Goal: Count the lines in the material below that contain the string "white", matching case exactly. Reply with the number alone.

Data:
☆ ☆ ☆ ☆ ☆ ☆ ☆

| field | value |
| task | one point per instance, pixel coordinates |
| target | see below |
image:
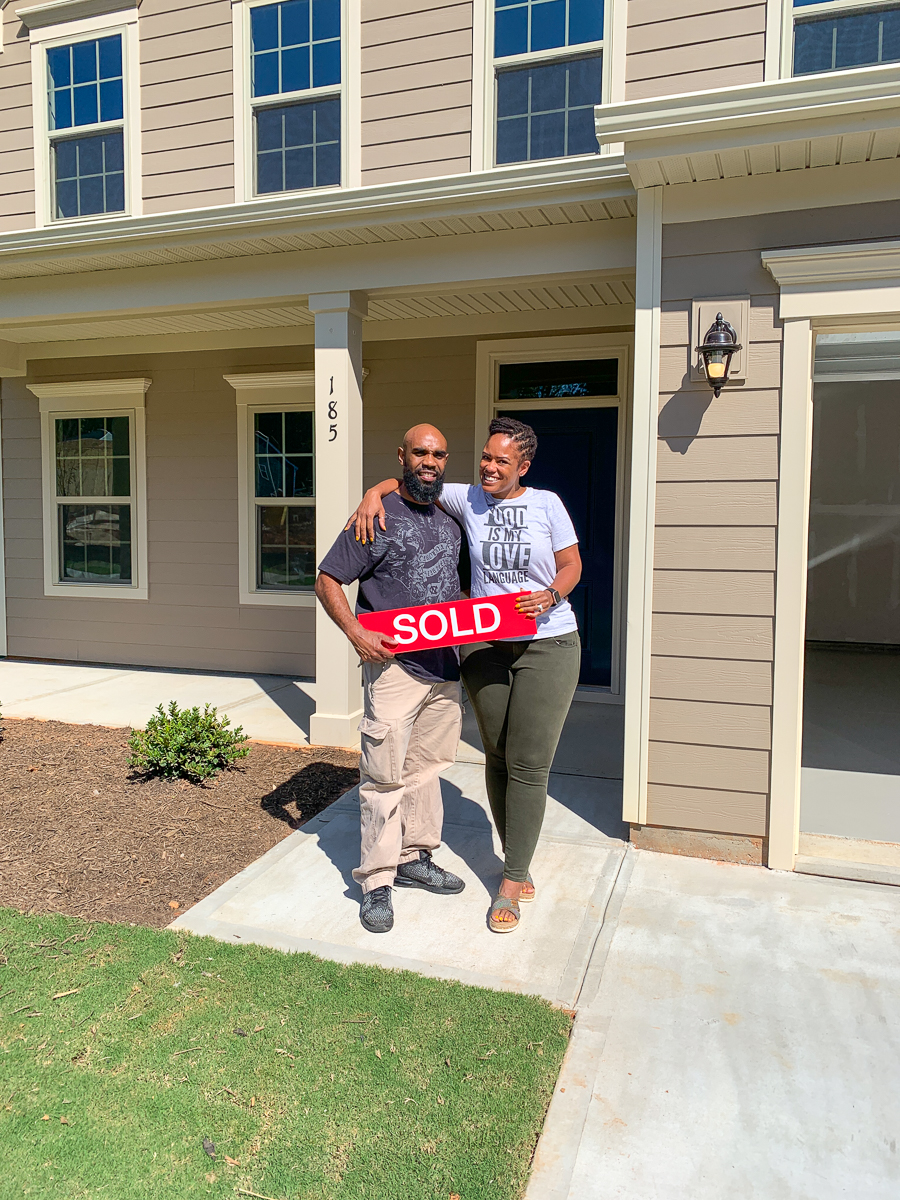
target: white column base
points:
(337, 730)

☆ ☆ ☆ ☆ ☆ ☆ ☆

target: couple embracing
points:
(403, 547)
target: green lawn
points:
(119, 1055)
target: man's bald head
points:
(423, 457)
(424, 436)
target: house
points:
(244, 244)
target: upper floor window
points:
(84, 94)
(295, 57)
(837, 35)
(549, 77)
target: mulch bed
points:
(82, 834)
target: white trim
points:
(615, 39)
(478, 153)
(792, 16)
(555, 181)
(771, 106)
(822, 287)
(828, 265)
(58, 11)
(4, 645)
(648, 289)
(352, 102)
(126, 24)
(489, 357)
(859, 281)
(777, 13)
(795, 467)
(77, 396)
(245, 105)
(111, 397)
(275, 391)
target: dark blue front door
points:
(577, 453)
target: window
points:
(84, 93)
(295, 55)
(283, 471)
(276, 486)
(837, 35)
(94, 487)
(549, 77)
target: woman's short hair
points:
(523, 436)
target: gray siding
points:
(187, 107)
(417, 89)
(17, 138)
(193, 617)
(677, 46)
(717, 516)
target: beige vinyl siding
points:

☆ ☆ ☆ ☆ ☆ ☆ ☆

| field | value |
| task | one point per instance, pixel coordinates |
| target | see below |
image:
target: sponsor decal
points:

☆ ☆ ☆ ☆ ☆ ☆ ☆

The response: 2